*** DATASET ENTRIES ***

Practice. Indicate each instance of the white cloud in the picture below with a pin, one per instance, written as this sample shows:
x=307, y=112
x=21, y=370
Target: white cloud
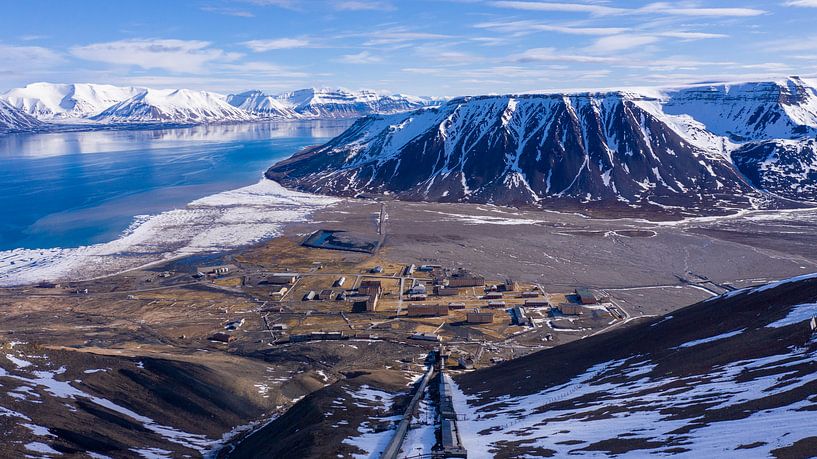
x=600, y=10
x=360, y=5
x=802, y=3
x=228, y=11
x=674, y=10
x=260, y=46
x=17, y=58
x=519, y=27
x=693, y=35
x=551, y=55
x=172, y=55
x=663, y=8
x=622, y=42
x=401, y=36
x=363, y=57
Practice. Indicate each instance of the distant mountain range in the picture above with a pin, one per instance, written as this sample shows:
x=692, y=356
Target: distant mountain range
x=709, y=148
x=105, y=104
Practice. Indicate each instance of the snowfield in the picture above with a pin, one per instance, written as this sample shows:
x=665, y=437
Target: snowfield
x=222, y=221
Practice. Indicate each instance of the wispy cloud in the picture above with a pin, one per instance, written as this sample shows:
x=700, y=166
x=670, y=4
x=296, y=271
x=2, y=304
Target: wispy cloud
x=663, y=8
x=361, y=5
x=554, y=55
x=172, y=55
x=363, y=57
x=622, y=42
x=802, y=3
x=528, y=26
x=228, y=11
x=260, y=46
x=14, y=58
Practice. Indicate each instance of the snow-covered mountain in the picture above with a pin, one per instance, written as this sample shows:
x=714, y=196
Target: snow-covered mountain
x=669, y=149
x=734, y=376
x=49, y=101
x=14, y=119
x=260, y=104
x=173, y=106
x=750, y=111
x=325, y=103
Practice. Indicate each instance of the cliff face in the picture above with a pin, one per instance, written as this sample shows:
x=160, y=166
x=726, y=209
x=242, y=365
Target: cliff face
x=610, y=149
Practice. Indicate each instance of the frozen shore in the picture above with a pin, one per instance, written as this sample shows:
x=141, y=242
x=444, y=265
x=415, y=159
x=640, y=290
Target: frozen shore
x=221, y=221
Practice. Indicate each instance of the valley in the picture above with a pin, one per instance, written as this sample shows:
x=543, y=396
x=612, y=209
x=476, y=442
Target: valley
x=104, y=350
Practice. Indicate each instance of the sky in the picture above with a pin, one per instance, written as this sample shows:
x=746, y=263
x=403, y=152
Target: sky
x=420, y=47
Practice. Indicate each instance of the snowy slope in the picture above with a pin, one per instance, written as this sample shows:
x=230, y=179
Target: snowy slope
x=48, y=101
x=750, y=111
x=173, y=106
x=13, y=119
x=527, y=150
x=258, y=103
x=785, y=168
x=734, y=376
x=339, y=103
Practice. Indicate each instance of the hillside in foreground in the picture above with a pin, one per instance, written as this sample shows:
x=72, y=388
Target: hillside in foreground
x=733, y=376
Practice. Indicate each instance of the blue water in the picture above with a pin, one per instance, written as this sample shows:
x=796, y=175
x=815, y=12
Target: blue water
x=77, y=188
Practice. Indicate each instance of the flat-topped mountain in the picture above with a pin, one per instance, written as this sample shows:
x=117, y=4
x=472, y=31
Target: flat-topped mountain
x=325, y=103
x=168, y=105
x=620, y=149
x=14, y=119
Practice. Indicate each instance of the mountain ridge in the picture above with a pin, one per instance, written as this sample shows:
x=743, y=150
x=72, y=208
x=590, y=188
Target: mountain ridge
x=617, y=149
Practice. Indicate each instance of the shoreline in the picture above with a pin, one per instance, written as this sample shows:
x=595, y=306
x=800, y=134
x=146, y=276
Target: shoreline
x=217, y=223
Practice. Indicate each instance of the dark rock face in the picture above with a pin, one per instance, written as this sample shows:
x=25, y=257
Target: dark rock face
x=527, y=150
x=785, y=168
x=610, y=149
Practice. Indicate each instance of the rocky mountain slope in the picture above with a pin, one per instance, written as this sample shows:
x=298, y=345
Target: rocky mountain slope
x=733, y=376
x=48, y=101
x=13, y=119
x=618, y=149
x=172, y=105
x=260, y=104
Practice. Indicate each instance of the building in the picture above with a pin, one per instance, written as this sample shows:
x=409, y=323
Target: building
x=571, y=309
x=479, y=317
x=463, y=278
x=221, y=337
x=520, y=316
x=427, y=310
x=586, y=296
x=440, y=290
x=417, y=289
x=281, y=279
x=219, y=270
x=425, y=337
x=537, y=303
x=370, y=287
x=509, y=285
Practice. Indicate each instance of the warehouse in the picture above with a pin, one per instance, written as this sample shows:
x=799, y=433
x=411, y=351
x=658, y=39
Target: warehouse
x=586, y=296
x=427, y=310
x=440, y=290
x=479, y=317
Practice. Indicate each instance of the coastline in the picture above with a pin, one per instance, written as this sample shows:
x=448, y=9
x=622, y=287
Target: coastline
x=216, y=223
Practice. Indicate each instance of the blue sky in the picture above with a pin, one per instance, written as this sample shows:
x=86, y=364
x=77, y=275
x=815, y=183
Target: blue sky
x=424, y=47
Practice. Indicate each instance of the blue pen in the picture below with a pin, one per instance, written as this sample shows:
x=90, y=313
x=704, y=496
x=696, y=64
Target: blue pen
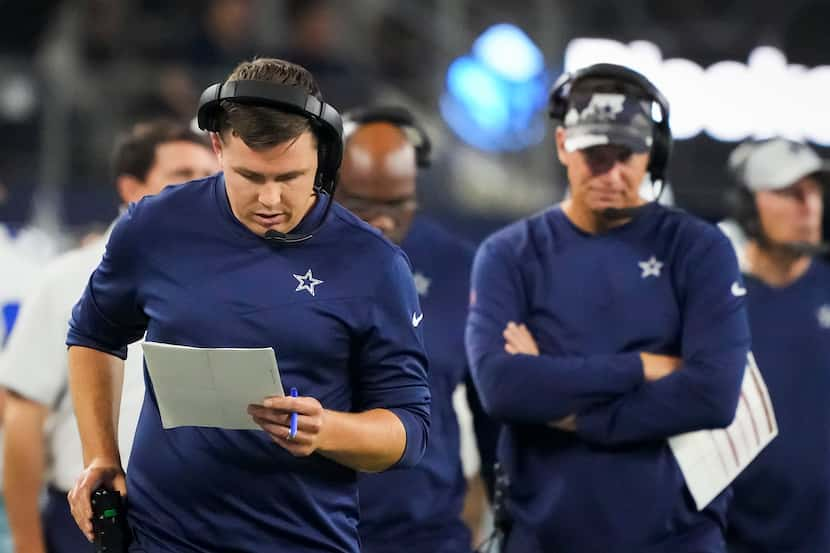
x=292, y=430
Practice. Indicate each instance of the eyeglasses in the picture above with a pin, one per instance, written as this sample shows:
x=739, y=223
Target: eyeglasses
x=368, y=208
x=601, y=159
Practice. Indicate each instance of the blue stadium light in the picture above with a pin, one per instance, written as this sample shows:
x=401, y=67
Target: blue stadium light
x=493, y=95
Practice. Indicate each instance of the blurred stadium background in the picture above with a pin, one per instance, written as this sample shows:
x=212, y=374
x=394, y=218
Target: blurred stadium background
x=75, y=72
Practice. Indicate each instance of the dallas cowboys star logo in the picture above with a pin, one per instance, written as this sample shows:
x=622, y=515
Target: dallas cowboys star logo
x=650, y=267
x=421, y=283
x=307, y=282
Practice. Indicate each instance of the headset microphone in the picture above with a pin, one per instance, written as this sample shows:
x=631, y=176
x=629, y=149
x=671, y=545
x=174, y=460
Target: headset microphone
x=617, y=213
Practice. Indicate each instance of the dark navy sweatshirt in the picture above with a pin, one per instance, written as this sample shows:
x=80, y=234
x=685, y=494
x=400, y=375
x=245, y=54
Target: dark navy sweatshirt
x=660, y=283
x=338, y=311
x=418, y=510
x=782, y=499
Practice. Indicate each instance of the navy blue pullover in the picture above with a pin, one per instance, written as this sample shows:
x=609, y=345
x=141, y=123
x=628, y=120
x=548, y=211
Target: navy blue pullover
x=660, y=283
x=782, y=499
x=181, y=266
x=418, y=510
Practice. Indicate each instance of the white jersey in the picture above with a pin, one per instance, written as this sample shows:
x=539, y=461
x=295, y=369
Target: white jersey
x=17, y=274
x=35, y=364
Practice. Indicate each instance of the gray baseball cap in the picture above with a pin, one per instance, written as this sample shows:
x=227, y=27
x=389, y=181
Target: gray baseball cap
x=599, y=118
x=775, y=164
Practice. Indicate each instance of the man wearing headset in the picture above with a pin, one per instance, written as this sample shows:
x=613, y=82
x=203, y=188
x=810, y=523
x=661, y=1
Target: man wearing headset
x=419, y=509
x=782, y=499
x=601, y=327
x=257, y=255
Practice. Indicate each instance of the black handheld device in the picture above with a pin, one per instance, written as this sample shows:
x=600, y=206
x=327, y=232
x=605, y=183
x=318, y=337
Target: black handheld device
x=109, y=522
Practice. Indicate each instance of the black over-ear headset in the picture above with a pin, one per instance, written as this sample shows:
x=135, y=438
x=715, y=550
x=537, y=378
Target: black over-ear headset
x=325, y=123
x=661, y=144
x=400, y=117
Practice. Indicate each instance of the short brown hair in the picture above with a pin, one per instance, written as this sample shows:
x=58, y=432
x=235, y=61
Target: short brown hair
x=135, y=150
x=263, y=127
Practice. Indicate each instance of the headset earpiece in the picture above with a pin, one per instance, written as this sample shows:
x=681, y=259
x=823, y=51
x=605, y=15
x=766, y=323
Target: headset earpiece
x=662, y=139
x=326, y=122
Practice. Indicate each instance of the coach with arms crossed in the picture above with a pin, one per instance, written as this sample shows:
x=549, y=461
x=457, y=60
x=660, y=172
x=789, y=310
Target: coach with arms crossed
x=601, y=327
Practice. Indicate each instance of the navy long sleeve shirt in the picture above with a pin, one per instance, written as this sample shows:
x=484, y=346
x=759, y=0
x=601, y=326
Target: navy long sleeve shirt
x=418, y=510
x=782, y=499
x=661, y=284
x=338, y=312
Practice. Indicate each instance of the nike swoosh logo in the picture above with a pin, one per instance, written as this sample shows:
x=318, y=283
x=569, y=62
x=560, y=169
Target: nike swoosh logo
x=416, y=319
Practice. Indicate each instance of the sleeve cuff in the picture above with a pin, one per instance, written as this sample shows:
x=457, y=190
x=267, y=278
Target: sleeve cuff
x=75, y=339
x=416, y=428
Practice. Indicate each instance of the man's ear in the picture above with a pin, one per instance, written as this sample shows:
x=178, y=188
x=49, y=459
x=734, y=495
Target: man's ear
x=216, y=144
x=561, y=152
x=129, y=188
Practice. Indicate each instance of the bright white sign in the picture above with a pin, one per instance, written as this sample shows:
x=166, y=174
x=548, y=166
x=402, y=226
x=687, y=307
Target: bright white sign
x=729, y=100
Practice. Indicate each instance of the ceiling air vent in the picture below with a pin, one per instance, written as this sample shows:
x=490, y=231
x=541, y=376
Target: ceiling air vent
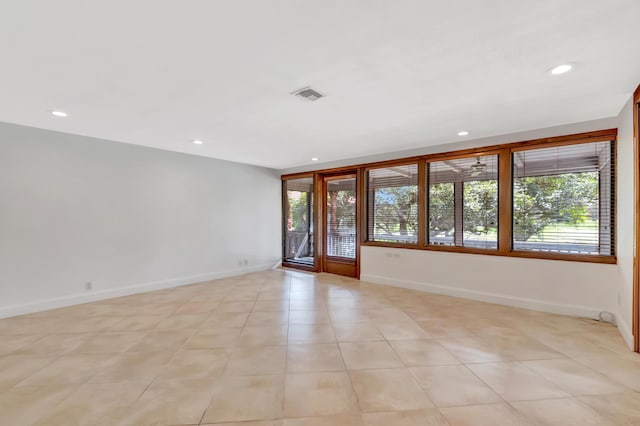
x=308, y=94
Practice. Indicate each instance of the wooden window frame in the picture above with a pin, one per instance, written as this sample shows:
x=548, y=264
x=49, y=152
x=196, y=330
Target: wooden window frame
x=367, y=195
x=300, y=265
x=504, y=152
x=636, y=222
x=502, y=230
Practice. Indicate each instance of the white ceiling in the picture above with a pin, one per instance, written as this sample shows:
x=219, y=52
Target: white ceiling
x=396, y=74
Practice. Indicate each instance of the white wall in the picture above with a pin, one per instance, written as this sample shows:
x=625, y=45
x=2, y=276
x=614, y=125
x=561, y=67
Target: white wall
x=571, y=288
x=625, y=208
x=127, y=218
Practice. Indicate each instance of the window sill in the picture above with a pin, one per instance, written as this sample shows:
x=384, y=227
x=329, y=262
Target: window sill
x=493, y=252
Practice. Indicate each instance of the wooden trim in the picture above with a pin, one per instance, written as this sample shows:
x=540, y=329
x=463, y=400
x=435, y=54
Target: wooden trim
x=301, y=266
x=493, y=252
x=339, y=265
x=423, y=218
x=505, y=193
x=636, y=221
x=505, y=201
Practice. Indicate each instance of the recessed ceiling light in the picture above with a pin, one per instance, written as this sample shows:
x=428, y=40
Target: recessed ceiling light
x=308, y=94
x=561, y=69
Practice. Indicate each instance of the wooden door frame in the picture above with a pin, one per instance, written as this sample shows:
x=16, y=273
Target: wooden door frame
x=636, y=222
x=322, y=210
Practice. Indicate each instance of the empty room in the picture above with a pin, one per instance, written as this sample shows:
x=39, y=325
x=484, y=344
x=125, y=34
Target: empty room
x=319, y=213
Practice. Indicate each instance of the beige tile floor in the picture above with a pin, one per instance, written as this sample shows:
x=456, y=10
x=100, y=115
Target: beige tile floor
x=290, y=349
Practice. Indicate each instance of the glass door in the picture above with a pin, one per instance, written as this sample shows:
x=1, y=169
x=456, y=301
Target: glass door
x=340, y=225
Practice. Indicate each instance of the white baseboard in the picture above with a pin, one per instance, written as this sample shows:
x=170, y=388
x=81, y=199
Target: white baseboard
x=625, y=331
x=93, y=296
x=518, y=302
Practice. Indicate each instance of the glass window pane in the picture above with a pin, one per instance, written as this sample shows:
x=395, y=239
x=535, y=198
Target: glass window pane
x=341, y=218
x=298, y=220
x=393, y=204
x=463, y=202
x=441, y=214
x=562, y=199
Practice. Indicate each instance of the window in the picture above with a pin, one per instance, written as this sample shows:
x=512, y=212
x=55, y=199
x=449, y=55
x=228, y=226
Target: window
x=551, y=198
x=562, y=199
x=463, y=202
x=341, y=217
x=298, y=220
x=393, y=204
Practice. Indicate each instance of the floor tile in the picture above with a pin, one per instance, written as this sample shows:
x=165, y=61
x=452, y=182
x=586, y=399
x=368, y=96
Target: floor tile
x=110, y=342
x=27, y=404
x=134, y=367
x=319, y=357
x=221, y=337
x=513, y=381
x=368, y=355
x=388, y=390
x=257, y=360
x=350, y=353
x=405, y=330
x=620, y=409
x=357, y=332
x=568, y=411
x=485, y=415
x=454, y=385
x=91, y=402
x=264, y=335
x=239, y=399
x=574, y=378
x=319, y=394
x=70, y=369
x=196, y=364
x=177, y=402
x=424, y=352
x=310, y=333
x=427, y=417
x=339, y=420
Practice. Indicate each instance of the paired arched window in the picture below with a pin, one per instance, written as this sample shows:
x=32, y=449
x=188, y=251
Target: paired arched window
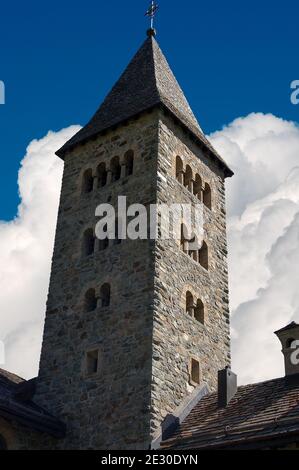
x=87, y=182
x=90, y=301
x=117, y=240
x=88, y=243
x=203, y=256
x=102, y=175
x=194, y=308
x=105, y=295
x=129, y=162
x=115, y=169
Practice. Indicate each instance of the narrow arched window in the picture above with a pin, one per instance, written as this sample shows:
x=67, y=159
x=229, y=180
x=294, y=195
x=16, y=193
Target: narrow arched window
x=184, y=241
x=103, y=244
x=207, y=196
x=90, y=301
x=289, y=342
x=102, y=175
x=105, y=295
x=199, y=312
x=197, y=186
x=3, y=445
x=87, y=182
x=115, y=169
x=179, y=170
x=189, y=304
x=117, y=240
x=129, y=162
x=188, y=178
x=88, y=242
x=203, y=256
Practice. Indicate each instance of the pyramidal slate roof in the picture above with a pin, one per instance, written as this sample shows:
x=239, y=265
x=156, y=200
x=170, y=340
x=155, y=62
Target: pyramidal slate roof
x=147, y=82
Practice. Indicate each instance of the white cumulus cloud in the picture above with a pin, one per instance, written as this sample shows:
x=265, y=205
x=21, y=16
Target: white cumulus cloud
x=263, y=222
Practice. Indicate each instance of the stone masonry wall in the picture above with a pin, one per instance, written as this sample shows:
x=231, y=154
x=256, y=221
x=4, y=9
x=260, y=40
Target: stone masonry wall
x=176, y=336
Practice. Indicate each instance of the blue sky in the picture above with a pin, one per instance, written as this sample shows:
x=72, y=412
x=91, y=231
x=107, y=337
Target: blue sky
x=59, y=59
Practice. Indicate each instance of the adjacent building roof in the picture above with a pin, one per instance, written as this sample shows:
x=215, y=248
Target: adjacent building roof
x=16, y=406
x=147, y=82
x=258, y=415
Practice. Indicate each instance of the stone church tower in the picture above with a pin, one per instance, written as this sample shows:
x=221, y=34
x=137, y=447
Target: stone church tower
x=134, y=326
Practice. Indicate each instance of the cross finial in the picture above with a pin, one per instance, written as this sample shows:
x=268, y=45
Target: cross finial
x=151, y=12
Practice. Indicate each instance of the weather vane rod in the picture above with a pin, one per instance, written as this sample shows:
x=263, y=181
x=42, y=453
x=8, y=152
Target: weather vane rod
x=151, y=13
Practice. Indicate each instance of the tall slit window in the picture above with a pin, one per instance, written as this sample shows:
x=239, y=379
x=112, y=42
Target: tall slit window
x=105, y=295
x=203, y=256
x=88, y=242
x=102, y=175
x=90, y=301
x=115, y=169
x=207, y=196
x=179, y=170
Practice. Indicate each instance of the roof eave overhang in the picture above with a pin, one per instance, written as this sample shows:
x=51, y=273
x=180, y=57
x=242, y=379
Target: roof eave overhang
x=68, y=148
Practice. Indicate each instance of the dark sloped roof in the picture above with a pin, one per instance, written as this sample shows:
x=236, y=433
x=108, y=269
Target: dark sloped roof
x=258, y=412
x=16, y=405
x=147, y=82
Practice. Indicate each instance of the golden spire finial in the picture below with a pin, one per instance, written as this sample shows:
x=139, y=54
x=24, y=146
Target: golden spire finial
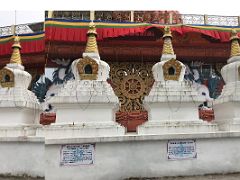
x=167, y=41
x=16, y=56
x=91, y=41
x=235, y=49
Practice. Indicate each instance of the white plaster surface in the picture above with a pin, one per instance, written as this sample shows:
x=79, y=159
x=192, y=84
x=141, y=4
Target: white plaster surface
x=226, y=106
x=21, y=157
x=123, y=159
x=157, y=70
x=173, y=108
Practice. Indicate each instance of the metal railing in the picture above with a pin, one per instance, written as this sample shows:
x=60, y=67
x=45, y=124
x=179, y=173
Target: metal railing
x=159, y=17
x=22, y=29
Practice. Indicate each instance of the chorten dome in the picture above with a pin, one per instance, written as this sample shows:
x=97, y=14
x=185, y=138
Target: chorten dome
x=18, y=105
x=168, y=68
x=91, y=67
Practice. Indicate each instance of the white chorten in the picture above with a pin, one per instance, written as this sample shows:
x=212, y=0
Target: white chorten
x=172, y=103
x=86, y=106
x=19, y=107
x=227, y=105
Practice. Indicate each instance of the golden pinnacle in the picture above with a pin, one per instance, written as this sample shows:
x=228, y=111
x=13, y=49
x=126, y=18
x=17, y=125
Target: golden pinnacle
x=167, y=41
x=235, y=48
x=91, y=41
x=16, y=56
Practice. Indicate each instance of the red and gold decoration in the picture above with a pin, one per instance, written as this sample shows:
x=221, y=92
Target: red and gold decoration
x=82, y=64
x=75, y=30
x=6, y=78
x=206, y=114
x=167, y=44
x=91, y=41
x=131, y=82
x=30, y=43
x=235, y=49
x=176, y=67
x=16, y=56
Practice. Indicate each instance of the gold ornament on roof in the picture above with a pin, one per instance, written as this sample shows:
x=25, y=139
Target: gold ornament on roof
x=6, y=78
x=167, y=41
x=91, y=41
x=87, y=68
x=172, y=70
x=235, y=49
x=16, y=56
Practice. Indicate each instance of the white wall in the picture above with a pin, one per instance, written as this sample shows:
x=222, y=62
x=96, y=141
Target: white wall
x=145, y=158
x=19, y=157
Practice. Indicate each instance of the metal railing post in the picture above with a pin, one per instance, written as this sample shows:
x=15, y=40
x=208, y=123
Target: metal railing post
x=132, y=16
x=205, y=19
x=170, y=18
x=92, y=15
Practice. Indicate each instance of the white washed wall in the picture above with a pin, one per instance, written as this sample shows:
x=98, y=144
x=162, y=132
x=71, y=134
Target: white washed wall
x=146, y=156
x=20, y=157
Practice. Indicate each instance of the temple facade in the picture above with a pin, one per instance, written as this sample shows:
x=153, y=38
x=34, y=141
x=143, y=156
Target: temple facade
x=147, y=95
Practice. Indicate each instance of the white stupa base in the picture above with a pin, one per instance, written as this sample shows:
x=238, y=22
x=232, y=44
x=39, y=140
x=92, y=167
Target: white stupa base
x=18, y=130
x=12, y=116
x=84, y=109
x=173, y=108
x=227, y=112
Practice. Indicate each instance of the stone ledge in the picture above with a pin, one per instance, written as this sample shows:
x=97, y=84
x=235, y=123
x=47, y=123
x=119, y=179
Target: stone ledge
x=32, y=139
x=135, y=137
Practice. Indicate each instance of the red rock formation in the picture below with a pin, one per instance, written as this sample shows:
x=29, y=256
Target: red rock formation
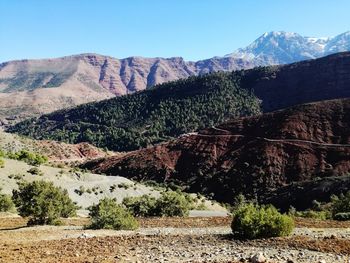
x=254, y=155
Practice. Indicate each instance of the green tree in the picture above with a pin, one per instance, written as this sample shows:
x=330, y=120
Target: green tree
x=43, y=202
x=108, y=214
x=251, y=221
x=6, y=203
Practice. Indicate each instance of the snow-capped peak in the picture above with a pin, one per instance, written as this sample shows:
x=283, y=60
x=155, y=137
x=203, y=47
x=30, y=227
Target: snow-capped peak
x=280, y=47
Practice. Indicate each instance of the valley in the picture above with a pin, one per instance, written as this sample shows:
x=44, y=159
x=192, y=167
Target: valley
x=243, y=157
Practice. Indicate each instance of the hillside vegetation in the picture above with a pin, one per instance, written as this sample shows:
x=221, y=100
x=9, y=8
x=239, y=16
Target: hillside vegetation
x=142, y=119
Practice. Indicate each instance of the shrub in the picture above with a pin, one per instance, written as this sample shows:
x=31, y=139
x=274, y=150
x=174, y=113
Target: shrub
x=28, y=157
x=124, y=185
x=321, y=215
x=340, y=204
x=143, y=206
x=342, y=216
x=110, y=215
x=35, y=171
x=6, y=203
x=251, y=221
x=43, y=202
x=172, y=204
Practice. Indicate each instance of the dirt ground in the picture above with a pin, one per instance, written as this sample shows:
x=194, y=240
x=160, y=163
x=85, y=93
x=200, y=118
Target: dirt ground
x=169, y=240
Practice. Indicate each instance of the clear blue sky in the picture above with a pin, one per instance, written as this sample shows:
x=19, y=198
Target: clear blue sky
x=193, y=29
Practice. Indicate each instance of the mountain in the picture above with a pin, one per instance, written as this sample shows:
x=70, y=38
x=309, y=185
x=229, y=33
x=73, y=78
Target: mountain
x=279, y=47
x=55, y=151
x=174, y=108
x=272, y=156
x=147, y=117
x=33, y=87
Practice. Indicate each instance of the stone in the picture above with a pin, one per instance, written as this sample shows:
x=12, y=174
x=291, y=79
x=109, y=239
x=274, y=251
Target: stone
x=258, y=258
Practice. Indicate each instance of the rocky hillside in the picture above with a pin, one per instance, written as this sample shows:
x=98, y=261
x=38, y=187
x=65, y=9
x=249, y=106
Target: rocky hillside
x=279, y=47
x=258, y=156
x=57, y=152
x=34, y=87
x=174, y=108
x=148, y=117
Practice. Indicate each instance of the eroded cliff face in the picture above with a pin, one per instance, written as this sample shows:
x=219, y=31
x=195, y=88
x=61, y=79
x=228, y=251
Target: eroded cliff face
x=34, y=87
x=256, y=156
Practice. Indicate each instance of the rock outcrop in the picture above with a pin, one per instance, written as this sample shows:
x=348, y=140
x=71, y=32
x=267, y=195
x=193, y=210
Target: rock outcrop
x=258, y=156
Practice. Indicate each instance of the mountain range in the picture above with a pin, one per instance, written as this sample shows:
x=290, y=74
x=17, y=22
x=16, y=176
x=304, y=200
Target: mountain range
x=288, y=157
x=175, y=108
x=33, y=87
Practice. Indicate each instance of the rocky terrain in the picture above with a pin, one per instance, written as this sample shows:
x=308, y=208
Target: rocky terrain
x=258, y=156
x=33, y=87
x=187, y=240
x=279, y=47
x=57, y=152
x=156, y=115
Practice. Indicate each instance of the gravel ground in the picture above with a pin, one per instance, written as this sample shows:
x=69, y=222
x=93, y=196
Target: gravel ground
x=168, y=244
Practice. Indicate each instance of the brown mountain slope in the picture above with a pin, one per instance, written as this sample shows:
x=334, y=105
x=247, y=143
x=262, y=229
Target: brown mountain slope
x=55, y=151
x=257, y=156
x=34, y=87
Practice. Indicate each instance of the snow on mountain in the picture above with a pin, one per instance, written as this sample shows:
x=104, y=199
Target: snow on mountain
x=279, y=47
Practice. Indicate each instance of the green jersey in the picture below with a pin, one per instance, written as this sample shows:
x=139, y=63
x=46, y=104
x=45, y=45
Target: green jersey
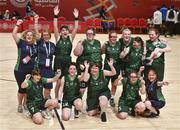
x=112, y=51
x=134, y=61
x=123, y=44
x=71, y=88
x=97, y=86
x=151, y=46
x=63, y=47
x=130, y=91
x=91, y=52
x=35, y=90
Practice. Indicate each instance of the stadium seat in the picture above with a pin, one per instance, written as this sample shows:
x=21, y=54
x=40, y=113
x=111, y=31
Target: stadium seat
x=97, y=24
x=120, y=23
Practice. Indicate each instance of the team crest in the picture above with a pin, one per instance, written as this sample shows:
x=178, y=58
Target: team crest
x=19, y=3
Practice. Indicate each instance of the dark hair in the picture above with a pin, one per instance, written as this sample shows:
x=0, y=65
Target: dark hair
x=155, y=30
x=65, y=27
x=135, y=72
x=139, y=40
x=36, y=72
x=91, y=29
x=94, y=64
x=72, y=64
x=111, y=33
x=44, y=31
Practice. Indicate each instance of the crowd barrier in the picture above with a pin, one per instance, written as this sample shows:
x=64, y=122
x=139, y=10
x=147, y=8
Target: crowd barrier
x=7, y=26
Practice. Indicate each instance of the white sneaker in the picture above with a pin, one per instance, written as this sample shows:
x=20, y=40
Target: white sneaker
x=46, y=114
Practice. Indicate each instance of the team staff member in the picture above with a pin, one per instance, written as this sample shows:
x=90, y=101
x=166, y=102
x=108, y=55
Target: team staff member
x=153, y=43
x=126, y=42
x=63, y=45
x=155, y=99
x=35, y=100
x=46, y=50
x=130, y=98
x=25, y=62
x=88, y=49
x=71, y=93
x=98, y=92
x=112, y=49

***

Rewrite the items from their beginning through the line that contains "x=105, y=104", keeping the requests, and raise both coordinates of every answer pin by 27 while leaving the requests and their sample pins unchanged. Leave the pictures out.

Practice. Indicate each instance of the white cloud in the picture below with a pin, one per instance, written as this sample shows:
x=307, y=112
x=21, y=370
Target: white cloud
x=627, y=37
x=387, y=32
x=829, y=30
x=255, y=38
x=701, y=37
x=287, y=73
x=44, y=85
x=546, y=54
x=720, y=62
x=578, y=82
x=199, y=82
x=690, y=35
x=649, y=69
x=428, y=63
x=390, y=84
Practice. Indicate each instance of the distant mountain range in the picture above with a pin, one per instance, written as this sample shows:
x=692, y=356
Target: distant mountain range
x=736, y=175
x=132, y=131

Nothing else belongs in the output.